AUFGABE »
Zähle alle Faktoren auf, die laut der Seite unten die Produktion in der heimischen Industrie bremsen.

SEITE »
════════

Die Rezession der Gesamtwirtschaft setzt sich 2024 fort, getrieben von einer schwachen Investitions- und Exportnachfrage. Die Arbeitslosigkeit steigt dramatisch, 2024 werden 10 Prozent mehr arbeitslose Personen als im Vorjahr erwartet. Der Konsum stagniert aufgrund hoher Unsicherheit. Österreichs Wirtschaftspolitik braucht dringend einen Kurswechsel hin zur Sicherung von Beschäftigung und nachhaltigen Investitionen.
Rezession dauert an
Der erhoffte Aufschwung hat sich noch nicht eingestellt, unter österreichischen Unternehmen herrscht Pessimismus. Die aktuellen Konjunkturprognosen gehen daher von einer weiteren Verschlechterung der wirtschaftlichen Lage aus. Die österreichische Volkswirtschaft wird laut WIFO-Prognose heuer um 0,6 Prozent schrumpfen, 2025 wird eine zaghafte Erholung (+1 Prozent) erwartet. Zwei Hauptursachen lassen sich für das Anhalten der Krise ausmachen: eine Investitionsflaute sowie die Unsicherheit bei Konsument:innen.
Die Investitionsflaute ist kein rein österreichisches Problem, dennoch sind viele Probleme hausgemacht. Die weltweite Investitionsschwäche, die Probleme der deutschen Kfz-Industrie, aber auch die schlechte Baukonjunktur in Österreich bremsen die Produktion in der heimischen Industrie, die ihrerseits geplante Investitionsprojekte aufschiebt. Die österreichische und europäische Wirtschaftspolitik versagt, einen klaren Plan für einen sozial-ökologischen Umbau vorzulegen, der Unsicherheiten bezüglich der Energiepreise und der Klimakrise reduziert. Ein solcher Umbau müsste jedoch, wie kürzlich auch im Bericht von Mario Draghi für die Europäische Kommission prominent betont wurde, durch eine gemeinsame europäische Schuldenaufnahme unterstützt werden, z. B. durch einen permanenten EU-Klimainvestitionsfonds.

════════

VORLIEGENDE EINTRÄGE »
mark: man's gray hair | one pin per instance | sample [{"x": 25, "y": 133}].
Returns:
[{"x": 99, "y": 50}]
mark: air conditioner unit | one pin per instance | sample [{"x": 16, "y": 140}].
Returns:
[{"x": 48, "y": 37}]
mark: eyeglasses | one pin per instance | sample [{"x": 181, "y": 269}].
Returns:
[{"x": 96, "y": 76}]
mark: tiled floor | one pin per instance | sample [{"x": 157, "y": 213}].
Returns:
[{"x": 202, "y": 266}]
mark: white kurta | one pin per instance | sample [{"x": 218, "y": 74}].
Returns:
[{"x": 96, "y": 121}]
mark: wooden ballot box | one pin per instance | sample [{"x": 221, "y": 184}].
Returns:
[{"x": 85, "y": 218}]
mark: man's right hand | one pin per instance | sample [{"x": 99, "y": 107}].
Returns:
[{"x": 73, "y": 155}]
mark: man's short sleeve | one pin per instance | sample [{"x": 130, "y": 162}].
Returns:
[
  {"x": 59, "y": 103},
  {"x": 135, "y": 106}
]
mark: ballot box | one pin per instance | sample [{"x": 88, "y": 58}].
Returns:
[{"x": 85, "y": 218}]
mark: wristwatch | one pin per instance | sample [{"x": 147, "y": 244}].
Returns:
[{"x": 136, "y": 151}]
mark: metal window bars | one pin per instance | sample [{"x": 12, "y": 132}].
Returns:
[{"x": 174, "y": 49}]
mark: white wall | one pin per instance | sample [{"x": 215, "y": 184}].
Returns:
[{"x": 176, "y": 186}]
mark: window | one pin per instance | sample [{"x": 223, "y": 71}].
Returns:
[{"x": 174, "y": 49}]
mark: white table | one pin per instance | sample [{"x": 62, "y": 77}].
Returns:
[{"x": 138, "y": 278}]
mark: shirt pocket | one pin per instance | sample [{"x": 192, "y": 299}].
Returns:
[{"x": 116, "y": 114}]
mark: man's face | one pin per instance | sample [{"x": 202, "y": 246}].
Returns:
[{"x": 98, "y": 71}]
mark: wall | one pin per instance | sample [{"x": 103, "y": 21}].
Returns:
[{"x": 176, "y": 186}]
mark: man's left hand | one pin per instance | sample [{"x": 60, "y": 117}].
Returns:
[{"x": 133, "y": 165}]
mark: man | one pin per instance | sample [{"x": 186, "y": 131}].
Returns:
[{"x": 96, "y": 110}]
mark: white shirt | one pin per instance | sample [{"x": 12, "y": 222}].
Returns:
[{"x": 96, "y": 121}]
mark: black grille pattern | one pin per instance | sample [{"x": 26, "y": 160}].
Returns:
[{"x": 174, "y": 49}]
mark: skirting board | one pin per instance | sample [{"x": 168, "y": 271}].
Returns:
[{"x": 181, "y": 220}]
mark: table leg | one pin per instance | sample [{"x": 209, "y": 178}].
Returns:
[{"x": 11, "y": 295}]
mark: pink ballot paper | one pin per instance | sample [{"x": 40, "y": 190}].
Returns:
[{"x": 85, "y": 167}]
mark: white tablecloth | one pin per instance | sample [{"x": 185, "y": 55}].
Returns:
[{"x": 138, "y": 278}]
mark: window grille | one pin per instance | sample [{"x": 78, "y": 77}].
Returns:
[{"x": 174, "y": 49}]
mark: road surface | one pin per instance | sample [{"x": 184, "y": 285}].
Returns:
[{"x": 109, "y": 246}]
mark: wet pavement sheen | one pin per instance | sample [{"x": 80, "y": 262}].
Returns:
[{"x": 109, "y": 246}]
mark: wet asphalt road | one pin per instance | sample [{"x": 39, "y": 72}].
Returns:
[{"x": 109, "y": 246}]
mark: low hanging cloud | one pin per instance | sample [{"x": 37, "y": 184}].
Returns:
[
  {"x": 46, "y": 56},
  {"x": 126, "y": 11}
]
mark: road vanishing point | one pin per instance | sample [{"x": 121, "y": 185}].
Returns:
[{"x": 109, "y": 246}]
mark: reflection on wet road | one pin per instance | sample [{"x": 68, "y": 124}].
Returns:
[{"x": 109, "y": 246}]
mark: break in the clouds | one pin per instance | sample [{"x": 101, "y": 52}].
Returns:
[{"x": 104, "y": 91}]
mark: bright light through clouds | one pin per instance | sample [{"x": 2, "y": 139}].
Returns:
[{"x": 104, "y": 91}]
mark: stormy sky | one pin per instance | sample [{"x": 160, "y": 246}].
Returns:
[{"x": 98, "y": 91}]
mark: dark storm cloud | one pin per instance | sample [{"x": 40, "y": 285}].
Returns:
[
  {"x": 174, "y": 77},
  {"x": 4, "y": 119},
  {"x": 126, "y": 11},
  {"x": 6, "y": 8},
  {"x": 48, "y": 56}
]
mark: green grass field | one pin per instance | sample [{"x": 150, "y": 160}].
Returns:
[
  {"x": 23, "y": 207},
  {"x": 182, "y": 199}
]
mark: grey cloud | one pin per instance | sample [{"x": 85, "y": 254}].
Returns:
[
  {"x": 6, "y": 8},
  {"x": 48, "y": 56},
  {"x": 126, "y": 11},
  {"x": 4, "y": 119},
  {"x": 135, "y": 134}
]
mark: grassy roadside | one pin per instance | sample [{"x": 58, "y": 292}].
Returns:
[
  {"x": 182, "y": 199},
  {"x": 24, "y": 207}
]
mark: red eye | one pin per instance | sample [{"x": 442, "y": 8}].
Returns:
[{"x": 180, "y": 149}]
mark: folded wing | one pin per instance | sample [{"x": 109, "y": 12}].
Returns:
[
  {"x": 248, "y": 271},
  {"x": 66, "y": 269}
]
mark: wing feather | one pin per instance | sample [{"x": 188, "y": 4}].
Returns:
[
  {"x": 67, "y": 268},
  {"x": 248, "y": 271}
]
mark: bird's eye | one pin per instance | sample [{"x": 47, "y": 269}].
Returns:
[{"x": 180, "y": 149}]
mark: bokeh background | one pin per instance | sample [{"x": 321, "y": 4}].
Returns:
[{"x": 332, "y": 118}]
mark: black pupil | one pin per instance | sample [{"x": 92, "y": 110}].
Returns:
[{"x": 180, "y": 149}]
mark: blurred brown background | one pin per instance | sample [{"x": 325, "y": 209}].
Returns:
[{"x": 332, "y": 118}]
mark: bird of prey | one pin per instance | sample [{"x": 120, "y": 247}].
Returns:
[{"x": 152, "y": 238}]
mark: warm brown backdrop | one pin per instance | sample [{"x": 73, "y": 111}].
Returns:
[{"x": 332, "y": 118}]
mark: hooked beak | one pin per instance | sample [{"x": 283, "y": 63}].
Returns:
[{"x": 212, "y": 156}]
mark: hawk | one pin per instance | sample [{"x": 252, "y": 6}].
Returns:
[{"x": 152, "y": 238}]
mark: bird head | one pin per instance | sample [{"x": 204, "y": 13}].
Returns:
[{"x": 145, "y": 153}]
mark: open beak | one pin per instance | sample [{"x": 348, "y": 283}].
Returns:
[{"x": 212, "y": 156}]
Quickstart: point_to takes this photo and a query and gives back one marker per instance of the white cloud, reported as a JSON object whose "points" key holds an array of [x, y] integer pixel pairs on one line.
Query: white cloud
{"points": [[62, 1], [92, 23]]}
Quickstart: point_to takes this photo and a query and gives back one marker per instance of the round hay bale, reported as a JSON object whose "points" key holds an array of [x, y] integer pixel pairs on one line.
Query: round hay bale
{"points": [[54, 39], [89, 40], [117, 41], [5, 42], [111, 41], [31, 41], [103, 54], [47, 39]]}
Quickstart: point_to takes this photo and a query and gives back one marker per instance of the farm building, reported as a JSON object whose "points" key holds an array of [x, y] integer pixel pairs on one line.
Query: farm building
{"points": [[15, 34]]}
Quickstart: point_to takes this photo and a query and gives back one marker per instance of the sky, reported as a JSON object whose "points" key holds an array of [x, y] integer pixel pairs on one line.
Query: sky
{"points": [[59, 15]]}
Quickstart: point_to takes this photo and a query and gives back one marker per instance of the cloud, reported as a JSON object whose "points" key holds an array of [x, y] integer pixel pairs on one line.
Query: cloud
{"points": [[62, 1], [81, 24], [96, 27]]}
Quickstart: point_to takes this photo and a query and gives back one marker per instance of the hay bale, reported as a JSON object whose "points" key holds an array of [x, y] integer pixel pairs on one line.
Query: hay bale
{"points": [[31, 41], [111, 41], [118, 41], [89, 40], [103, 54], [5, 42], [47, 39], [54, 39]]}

════════

VOLLSTÄNDIGE ANTWORT »
- die weltweite Investitionsschwäche
- die Probleme der deutschen Kfz-Industrie
- die schlechte Baukonjunktur in Österreich